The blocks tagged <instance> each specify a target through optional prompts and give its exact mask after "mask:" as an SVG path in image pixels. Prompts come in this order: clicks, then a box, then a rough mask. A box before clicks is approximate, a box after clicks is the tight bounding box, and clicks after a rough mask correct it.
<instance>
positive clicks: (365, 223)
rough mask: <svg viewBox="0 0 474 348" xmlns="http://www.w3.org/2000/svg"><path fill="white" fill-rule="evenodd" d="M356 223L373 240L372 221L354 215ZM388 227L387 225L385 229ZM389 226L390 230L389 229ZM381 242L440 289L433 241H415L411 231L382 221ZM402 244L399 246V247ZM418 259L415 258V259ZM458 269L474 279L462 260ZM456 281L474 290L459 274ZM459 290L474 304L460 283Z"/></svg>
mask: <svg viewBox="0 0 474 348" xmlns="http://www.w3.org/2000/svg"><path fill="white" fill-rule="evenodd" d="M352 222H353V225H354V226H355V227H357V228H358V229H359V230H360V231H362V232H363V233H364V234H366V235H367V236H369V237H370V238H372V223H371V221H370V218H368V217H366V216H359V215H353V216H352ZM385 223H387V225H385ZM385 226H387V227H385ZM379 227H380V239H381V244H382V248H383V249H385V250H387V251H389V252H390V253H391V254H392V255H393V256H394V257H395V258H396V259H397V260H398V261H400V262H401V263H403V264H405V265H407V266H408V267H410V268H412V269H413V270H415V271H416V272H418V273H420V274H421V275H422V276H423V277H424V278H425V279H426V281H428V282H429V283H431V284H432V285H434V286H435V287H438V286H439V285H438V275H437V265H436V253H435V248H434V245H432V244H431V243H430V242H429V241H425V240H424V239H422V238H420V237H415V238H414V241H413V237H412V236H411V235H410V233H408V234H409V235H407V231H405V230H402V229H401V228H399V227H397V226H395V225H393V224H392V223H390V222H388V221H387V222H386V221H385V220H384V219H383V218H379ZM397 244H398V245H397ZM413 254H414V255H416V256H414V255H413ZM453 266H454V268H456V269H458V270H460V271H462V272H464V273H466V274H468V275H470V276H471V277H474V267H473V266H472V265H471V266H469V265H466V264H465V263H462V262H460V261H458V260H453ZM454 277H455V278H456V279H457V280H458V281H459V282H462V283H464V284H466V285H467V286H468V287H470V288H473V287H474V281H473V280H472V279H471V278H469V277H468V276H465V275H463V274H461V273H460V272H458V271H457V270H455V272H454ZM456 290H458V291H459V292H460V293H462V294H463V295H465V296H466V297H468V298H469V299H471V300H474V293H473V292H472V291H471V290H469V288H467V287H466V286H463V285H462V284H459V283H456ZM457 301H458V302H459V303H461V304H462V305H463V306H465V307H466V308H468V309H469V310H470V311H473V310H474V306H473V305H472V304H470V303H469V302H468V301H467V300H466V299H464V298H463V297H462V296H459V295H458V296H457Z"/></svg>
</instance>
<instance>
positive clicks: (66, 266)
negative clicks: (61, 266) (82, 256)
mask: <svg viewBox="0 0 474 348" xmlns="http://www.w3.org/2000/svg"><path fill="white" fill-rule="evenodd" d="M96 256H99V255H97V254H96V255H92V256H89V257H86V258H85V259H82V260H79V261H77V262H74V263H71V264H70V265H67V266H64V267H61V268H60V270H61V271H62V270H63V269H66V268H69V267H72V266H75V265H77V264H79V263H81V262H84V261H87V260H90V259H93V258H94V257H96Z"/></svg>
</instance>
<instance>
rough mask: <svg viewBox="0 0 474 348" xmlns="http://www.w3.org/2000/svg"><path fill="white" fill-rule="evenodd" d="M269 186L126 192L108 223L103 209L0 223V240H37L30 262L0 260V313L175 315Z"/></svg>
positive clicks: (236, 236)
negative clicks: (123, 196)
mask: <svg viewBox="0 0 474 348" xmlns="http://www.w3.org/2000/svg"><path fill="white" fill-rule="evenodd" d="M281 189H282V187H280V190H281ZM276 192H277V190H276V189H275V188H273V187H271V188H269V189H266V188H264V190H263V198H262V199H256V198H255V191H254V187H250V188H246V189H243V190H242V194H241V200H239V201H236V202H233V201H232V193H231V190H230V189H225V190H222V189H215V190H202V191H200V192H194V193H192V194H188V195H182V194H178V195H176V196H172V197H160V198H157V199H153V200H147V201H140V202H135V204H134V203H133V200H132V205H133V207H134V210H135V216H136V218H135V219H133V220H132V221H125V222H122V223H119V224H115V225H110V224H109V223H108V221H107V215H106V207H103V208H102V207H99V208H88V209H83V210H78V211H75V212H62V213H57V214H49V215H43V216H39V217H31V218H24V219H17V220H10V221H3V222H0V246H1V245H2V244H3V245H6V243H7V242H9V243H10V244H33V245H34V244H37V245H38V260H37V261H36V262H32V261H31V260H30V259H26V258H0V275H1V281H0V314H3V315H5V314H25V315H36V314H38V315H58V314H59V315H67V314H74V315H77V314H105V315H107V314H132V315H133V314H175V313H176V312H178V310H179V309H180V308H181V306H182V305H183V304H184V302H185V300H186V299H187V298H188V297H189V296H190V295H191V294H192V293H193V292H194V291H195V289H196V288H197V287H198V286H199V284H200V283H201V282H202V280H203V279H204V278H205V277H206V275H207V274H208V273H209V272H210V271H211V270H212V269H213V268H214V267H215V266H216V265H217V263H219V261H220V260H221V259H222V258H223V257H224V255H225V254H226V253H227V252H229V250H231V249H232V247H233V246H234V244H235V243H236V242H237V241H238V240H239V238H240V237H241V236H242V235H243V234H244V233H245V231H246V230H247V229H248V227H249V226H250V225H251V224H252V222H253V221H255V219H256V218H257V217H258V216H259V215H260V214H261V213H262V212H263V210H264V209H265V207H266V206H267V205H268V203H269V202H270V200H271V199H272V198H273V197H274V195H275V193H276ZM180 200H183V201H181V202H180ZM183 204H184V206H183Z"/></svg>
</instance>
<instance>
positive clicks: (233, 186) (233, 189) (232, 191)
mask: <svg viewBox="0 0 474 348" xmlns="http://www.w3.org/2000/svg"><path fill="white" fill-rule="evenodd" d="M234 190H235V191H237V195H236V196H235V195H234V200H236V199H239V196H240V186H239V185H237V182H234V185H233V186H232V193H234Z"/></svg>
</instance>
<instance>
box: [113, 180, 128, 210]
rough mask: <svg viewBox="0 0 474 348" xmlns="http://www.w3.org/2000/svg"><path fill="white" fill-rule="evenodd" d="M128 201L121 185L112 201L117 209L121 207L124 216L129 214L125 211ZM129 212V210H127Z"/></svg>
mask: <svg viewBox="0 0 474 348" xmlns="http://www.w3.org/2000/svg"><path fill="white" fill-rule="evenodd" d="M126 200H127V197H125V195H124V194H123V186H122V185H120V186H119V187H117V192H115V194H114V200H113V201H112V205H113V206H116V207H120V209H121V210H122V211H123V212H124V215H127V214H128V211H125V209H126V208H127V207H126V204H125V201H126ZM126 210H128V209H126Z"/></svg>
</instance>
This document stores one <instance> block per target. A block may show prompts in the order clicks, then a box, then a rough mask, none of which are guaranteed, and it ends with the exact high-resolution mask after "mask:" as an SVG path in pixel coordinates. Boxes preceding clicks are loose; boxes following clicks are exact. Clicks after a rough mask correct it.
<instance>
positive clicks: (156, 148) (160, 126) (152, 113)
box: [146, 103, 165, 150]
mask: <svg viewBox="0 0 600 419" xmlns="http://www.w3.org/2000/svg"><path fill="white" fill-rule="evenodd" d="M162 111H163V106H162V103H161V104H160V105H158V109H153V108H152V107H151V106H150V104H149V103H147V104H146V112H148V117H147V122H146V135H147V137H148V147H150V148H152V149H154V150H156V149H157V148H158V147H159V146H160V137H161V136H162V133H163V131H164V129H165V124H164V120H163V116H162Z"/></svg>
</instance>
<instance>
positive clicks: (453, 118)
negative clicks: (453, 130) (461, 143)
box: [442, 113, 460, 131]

------------------------------------------------------------

Return, verbatim, the stretch of the records from their start through the line containing "223L373 240L372 221L354".

The blocks tagged <instance> each specify a target through optional prompts and give its exact mask after "mask:" as an SVG path in image pixels. Prompts come in this order: clicks, then a box, then a rough mask. A box before clicks is approximate, a box after clicks is the tight bounding box, and clicks after a rough mask correct it.
<instance>
positive clicks: (365, 223)
rough mask: <svg viewBox="0 0 474 348" xmlns="http://www.w3.org/2000/svg"><path fill="white" fill-rule="evenodd" d="M356 223L373 240L372 221L354 215ZM388 227L387 225L385 229ZM389 226L390 230L389 229ZM381 242L440 289L433 241H415L411 231L382 221ZM402 244L399 246V247ZM418 259L415 258V259ZM458 269L474 279L462 260ZM456 281L474 290L459 274ZM459 290L474 304L460 283Z"/></svg>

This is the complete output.